Quote, word for word, the passage on default bail below from "The only requirement" up to and including "- SUPREME COURT].".

DOCUMENT PASSAGE »
※ ※ ※

The only requirement for getting the default bail/statutory bail under Section 167(2), Cr.P.C. is that the accused is in jail for more than 60 or 90 days, as the case may be, and within 60 or 90 days, as the case may be, the investigation is not completed and no chargesheet is filed by 60th or 90th day and the accused applies for default bail and is prepared to furnish bail. No other condition of deposit of the alleged amount involved can be imposed. Imposing such condition while releasing the accused on default bail/statutory bail would frustrate the very object and purpose of default bail under Section 167(2), Cr.P.C. - reliance placed in the case of RAKESH KUMAR PAUL VERSUS STATE OF ASSAM [2017 (8) TMI 1526 - SUPREME COURT].

※ ※ ※

(Data items)
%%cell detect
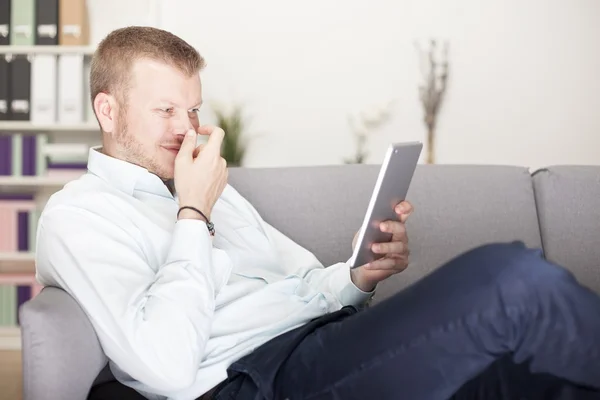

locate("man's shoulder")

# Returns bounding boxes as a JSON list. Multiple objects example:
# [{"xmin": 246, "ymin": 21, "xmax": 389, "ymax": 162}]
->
[{"xmin": 40, "ymin": 173, "xmax": 134, "ymax": 219}]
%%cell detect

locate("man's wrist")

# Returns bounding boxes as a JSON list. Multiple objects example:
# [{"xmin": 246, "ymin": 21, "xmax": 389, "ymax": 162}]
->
[
  {"xmin": 177, "ymin": 207, "xmax": 208, "ymax": 222},
  {"xmin": 350, "ymin": 268, "xmax": 377, "ymax": 293}
]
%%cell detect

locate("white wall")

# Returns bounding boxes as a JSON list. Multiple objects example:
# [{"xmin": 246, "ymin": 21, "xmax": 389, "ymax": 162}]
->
[{"xmin": 89, "ymin": 0, "xmax": 600, "ymax": 168}]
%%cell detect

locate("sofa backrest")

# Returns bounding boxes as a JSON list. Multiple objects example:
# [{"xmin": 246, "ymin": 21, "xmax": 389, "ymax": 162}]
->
[
  {"xmin": 533, "ymin": 166, "xmax": 600, "ymax": 293},
  {"xmin": 230, "ymin": 165, "xmax": 542, "ymax": 301}
]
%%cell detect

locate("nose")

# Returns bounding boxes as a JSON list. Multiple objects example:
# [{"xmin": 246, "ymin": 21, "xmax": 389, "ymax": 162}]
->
[{"xmin": 173, "ymin": 112, "xmax": 194, "ymax": 136}]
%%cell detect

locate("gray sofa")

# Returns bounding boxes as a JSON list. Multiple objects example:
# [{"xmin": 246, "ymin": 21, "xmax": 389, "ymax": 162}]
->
[{"xmin": 20, "ymin": 165, "xmax": 600, "ymax": 400}]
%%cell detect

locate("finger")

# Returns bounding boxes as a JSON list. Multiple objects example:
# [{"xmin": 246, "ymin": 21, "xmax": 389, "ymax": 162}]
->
[
  {"xmin": 394, "ymin": 201, "xmax": 414, "ymax": 222},
  {"xmin": 379, "ymin": 221, "xmax": 406, "ymax": 240},
  {"xmin": 193, "ymin": 143, "xmax": 205, "ymax": 158},
  {"xmin": 367, "ymin": 257, "xmax": 408, "ymax": 271},
  {"xmin": 366, "ymin": 257, "xmax": 397, "ymax": 271},
  {"xmin": 371, "ymin": 242, "xmax": 406, "ymax": 254},
  {"xmin": 205, "ymin": 127, "xmax": 225, "ymax": 154},
  {"xmin": 177, "ymin": 129, "xmax": 197, "ymax": 159}
]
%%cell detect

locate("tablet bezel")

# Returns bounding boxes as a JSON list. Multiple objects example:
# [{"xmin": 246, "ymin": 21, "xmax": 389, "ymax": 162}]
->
[{"xmin": 349, "ymin": 142, "xmax": 423, "ymax": 268}]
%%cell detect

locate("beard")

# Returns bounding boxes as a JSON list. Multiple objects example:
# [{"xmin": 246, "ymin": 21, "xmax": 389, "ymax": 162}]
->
[{"xmin": 113, "ymin": 107, "xmax": 173, "ymax": 181}]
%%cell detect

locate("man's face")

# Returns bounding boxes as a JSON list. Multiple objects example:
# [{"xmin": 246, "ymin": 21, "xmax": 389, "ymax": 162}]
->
[{"xmin": 113, "ymin": 60, "xmax": 202, "ymax": 179}]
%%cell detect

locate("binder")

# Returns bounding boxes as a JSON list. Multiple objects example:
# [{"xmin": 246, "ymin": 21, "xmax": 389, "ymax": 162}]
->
[
  {"xmin": 0, "ymin": 0, "xmax": 11, "ymax": 46},
  {"xmin": 58, "ymin": 54, "xmax": 84, "ymax": 124},
  {"xmin": 10, "ymin": 0, "xmax": 34, "ymax": 46},
  {"xmin": 35, "ymin": 0, "xmax": 58, "ymax": 45},
  {"xmin": 31, "ymin": 54, "xmax": 58, "ymax": 124},
  {"xmin": 9, "ymin": 54, "xmax": 31, "ymax": 121},
  {"xmin": 0, "ymin": 135, "xmax": 13, "ymax": 175},
  {"xmin": 58, "ymin": 0, "xmax": 89, "ymax": 46},
  {"xmin": 0, "ymin": 55, "xmax": 12, "ymax": 121}
]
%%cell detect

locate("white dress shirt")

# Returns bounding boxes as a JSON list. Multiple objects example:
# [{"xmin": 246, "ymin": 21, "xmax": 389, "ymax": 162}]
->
[{"xmin": 36, "ymin": 148, "xmax": 371, "ymax": 400}]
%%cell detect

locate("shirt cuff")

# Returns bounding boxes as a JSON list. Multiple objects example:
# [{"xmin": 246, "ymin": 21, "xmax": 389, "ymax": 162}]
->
[
  {"xmin": 333, "ymin": 262, "xmax": 375, "ymax": 307},
  {"xmin": 166, "ymin": 219, "xmax": 232, "ymax": 293}
]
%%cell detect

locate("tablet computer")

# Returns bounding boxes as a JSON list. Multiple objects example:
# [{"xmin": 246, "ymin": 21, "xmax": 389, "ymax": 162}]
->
[{"xmin": 350, "ymin": 142, "xmax": 423, "ymax": 268}]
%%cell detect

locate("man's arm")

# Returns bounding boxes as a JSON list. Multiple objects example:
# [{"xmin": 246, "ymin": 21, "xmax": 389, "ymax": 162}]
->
[
  {"xmin": 36, "ymin": 206, "xmax": 231, "ymax": 393},
  {"xmin": 262, "ymin": 220, "xmax": 374, "ymax": 307}
]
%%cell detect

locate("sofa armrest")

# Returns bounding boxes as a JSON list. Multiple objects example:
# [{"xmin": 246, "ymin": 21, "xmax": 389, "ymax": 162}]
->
[{"xmin": 19, "ymin": 287, "xmax": 108, "ymax": 400}]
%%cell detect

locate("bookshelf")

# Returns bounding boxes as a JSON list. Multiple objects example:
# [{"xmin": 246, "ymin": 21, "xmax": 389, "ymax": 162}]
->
[
  {"xmin": 0, "ymin": 251, "xmax": 35, "ymax": 274},
  {"xmin": 0, "ymin": 121, "xmax": 100, "ymax": 135},
  {"xmin": 0, "ymin": 45, "xmax": 95, "ymax": 56},
  {"xmin": 0, "ymin": 43, "xmax": 100, "ymax": 350},
  {"xmin": 0, "ymin": 175, "xmax": 77, "ymax": 195}
]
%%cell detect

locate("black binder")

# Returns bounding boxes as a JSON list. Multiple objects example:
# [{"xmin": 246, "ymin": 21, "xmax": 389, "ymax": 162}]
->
[
  {"xmin": 34, "ymin": 0, "xmax": 59, "ymax": 45},
  {"xmin": 0, "ymin": 54, "xmax": 11, "ymax": 121},
  {"xmin": 0, "ymin": 0, "xmax": 11, "ymax": 46},
  {"xmin": 9, "ymin": 54, "xmax": 31, "ymax": 121}
]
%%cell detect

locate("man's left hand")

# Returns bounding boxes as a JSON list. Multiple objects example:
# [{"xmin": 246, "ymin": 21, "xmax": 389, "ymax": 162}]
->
[{"xmin": 351, "ymin": 201, "xmax": 413, "ymax": 292}]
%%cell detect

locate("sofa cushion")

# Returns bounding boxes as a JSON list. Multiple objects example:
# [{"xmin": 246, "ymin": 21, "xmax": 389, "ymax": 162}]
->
[
  {"xmin": 19, "ymin": 287, "xmax": 108, "ymax": 400},
  {"xmin": 230, "ymin": 165, "xmax": 541, "ymax": 302},
  {"xmin": 533, "ymin": 166, "xmax": 600, "ymax": 292}
]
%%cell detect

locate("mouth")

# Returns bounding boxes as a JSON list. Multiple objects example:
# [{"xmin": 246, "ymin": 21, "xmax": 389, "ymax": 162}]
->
[{"xmin": 163, "ymin": 146, "xmax": 180, "ymax": 154}]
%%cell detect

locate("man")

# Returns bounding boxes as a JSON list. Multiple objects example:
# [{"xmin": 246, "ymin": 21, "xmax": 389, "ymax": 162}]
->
[{"xmin": 37, "ymin": 27, "xmax": 600, "ymax": 400}]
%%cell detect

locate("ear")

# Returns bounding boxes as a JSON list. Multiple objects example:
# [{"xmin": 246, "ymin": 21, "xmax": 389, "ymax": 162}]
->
[{"xmin": 94, "ymin": 92, "xmax": 118, "ymax": 133}]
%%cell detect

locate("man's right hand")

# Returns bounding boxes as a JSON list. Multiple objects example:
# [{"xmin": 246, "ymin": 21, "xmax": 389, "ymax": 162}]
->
[{"xmin": 174, "ymin": 126, "xmax": 228, "ymax": 219}]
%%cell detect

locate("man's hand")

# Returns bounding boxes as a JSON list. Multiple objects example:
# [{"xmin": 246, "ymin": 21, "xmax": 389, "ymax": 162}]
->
[
  {"xmin": 174, "ymin": 126, "xmax": 228, "ymax": 219},
  {"xmin": 350, "ymin": 201, "xmax": 413, "ymax": 292}
]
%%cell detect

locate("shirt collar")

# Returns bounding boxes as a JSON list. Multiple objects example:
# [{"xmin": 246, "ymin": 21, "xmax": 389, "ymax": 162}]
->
[{"xmin": 88, "ymin": 146, "xmax": 173, "ymax": 197}]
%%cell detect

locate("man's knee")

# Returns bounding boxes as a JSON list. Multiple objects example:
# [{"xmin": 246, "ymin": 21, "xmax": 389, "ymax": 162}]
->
[{"xmin": 471, "ymin": 241, "xmax": 573, "ymax": 283}]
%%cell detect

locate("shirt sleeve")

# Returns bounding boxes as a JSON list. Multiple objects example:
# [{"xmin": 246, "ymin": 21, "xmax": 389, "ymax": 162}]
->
[
  {"xmin": 36, "ymin": 206, "xmax": 231, "ymax": 393},
  {"xmin": 228, "ymin": 186, "xmax": 375, "ymax": 307},
  {"xmin": 263, "ymin": 221, "xmax": 375, "ymax": 307}
]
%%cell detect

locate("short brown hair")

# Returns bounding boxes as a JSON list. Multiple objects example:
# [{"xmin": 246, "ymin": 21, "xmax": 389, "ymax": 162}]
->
[{"xmin": 90, "ymin": 26, "xmax": 205, "ymax": 108}]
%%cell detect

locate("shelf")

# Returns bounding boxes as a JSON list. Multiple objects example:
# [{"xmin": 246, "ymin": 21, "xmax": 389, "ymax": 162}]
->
[
  {"xmin": 0, "ymin": 172, "xmax": 84, "ymax": 193},
  {"xmin": 0, "ymin": 326, "xmax": 21, "ymax": 350},
  {"xmin": 0, "ymin": 252, "xmax": 35, "ymax": 274},
  {"xmin": 0, "ymin": 121, "xmax": 100, "ymax": 134},
  {"xmin": 0, "ymin": 45, "xmax": 96, "ymax": 56}
]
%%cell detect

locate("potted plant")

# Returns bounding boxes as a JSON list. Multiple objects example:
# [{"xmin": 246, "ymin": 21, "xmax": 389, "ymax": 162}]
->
[{"xmin": 212, "ymin": 104, "xmax": 248, "ymax": 167}]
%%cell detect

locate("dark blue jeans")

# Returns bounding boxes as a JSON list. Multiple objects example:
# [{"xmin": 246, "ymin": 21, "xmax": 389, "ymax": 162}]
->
[{"xmin": 215, "ymin": 243, "xmax": 600, "ymax": 400}]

※ ※ ※

RESPONSE TO THE EXERCISE »
The only requirement for getting the default bail/statutory bail under Section 167(2), Cr.P.C. is that the accused is in jail for more than 60 or 90 days, as the case may be, and within 60 or 90 days, as the case may be, the investigation is not completed and no chargesheet is filed by 60th or 90th day and the accused applies for default bail and is prepared to furnish bail. No other condition of deposit of the alleged amount involved can be imposed. Imposing such condition while releasing the accused on default bail/statutory bail would frustrate the very object and purpose of default bail under Section 167(2), Cr.P.C. - reliance placed in the case of RAKESH KUMAR PAUL VERSUS STATE OF ASSAM [2017 (8) TMI 1526 - SUPREME COURT].